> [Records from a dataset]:
====================

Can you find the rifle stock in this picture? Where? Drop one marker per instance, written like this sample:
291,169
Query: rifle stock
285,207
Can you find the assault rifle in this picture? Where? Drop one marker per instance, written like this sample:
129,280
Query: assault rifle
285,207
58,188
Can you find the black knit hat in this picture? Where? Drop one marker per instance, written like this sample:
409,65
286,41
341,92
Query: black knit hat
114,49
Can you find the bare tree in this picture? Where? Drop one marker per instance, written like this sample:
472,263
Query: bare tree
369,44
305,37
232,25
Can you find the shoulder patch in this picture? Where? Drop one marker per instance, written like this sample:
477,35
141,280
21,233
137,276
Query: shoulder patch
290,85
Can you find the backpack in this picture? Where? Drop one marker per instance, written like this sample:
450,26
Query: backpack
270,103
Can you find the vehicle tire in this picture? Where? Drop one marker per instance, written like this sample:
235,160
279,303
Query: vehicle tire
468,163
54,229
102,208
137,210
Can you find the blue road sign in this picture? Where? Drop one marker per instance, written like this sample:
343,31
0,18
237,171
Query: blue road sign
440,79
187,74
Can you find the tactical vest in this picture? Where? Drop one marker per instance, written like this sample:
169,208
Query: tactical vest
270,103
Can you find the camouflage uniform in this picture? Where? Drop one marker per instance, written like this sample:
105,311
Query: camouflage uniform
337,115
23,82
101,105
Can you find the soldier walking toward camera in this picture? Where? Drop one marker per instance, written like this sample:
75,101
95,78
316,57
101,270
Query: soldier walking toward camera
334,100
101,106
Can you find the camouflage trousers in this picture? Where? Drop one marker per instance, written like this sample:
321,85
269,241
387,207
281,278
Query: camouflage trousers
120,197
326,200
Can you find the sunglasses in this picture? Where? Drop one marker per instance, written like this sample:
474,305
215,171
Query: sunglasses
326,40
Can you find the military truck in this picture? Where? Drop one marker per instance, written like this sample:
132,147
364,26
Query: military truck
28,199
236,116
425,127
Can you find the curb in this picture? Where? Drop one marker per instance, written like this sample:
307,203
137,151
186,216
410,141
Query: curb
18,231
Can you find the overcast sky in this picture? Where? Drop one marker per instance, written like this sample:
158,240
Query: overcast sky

====================

> [Problem to work on]:
Please copy all of the data above line for line, with no changes.

> [Answer to this exercise]:
Can you find the rifle stock in this picture? Where? Drop one marker per instance, written like this sample:
291,169
Query: rifle stock
285,207
Can you find the assault rifle in this picture? Where? Drop one marker per instance, written like this sample:
129,280
Query: assault rifle
285,207
58,188
Can you find the black knit hat in this picture? Where? Drop one marker per instance, written like this sample:
409,65
286,41
341,92
Query: black knit hat
114,49
Can you find the bare tree in this picture? Where? Drop one marker per instance, written like this sample:
472,263
Query: bare tree
369,44
305,37
232,25
Can you find the shoulder patch in this picture? Where? Drop one marker per instance, written like this sample:
477,35
141,280
21,233
137,276
Query: shoulder patch
290,85
Can you find the backpack in this picture? Where? Drop one marker per instance, written like this sample:
450,26
Query: backpack
270,103
Can you find the vehicle tire in this picture? Where? Drop one marker per instance, written like this sample:
235,160
279,303
Query: vehicle tire
468,163
54,229
102,208
137,210
Can you find the blue road sign in this picture? Where? Drop one marker per instance, written like this sample:
343,31
0,18
237,171
Query: blue road sign
440,79
187,74
Can you find the tactical vest in this picture? Where? Drop one marker per instance, written like this sample:
169,208
Query: tactical vest
270,103
Can you find the camouflage uniform in this picture? Where? Drop one marker per instance, written like this sample:
105,311
Query: camouflage uniform
337,115
23,82
101,105
Can you find the soldier walking toward camera in this picture? Where? Drop one marker per instance, written like this sample:
75,101
95,78
316,57
101,270
Query: soldier walking toward camera
334,100
101,106
Can you find the camouflage trousers in this picture? Where? Drop one marker per instance, written like this sample:
321,85
269,241
387,207
281,278
Query: camouflage trousers
120,197
326,200
Can you find the sunglasses in this picture? Where? Drop one marker per instance, written like this sample:
474,305
215,171
Query: sunglasses
326,40
Can you find the military truck in this picture? Where? Drop one marker per instance, written like this sample:
132,147
364,26
Query: military truck
28,199
236,116
425,127
Can you find the curb in this picture? Where? Drop one marker per instance, written like this sample:
307,203
137,151
186,216
410,141
Query: curb
18,231
Can you find the overcast sky in this picture? Where? Drop one marker per instance, written like this sample:
158,240
Query: overcast sky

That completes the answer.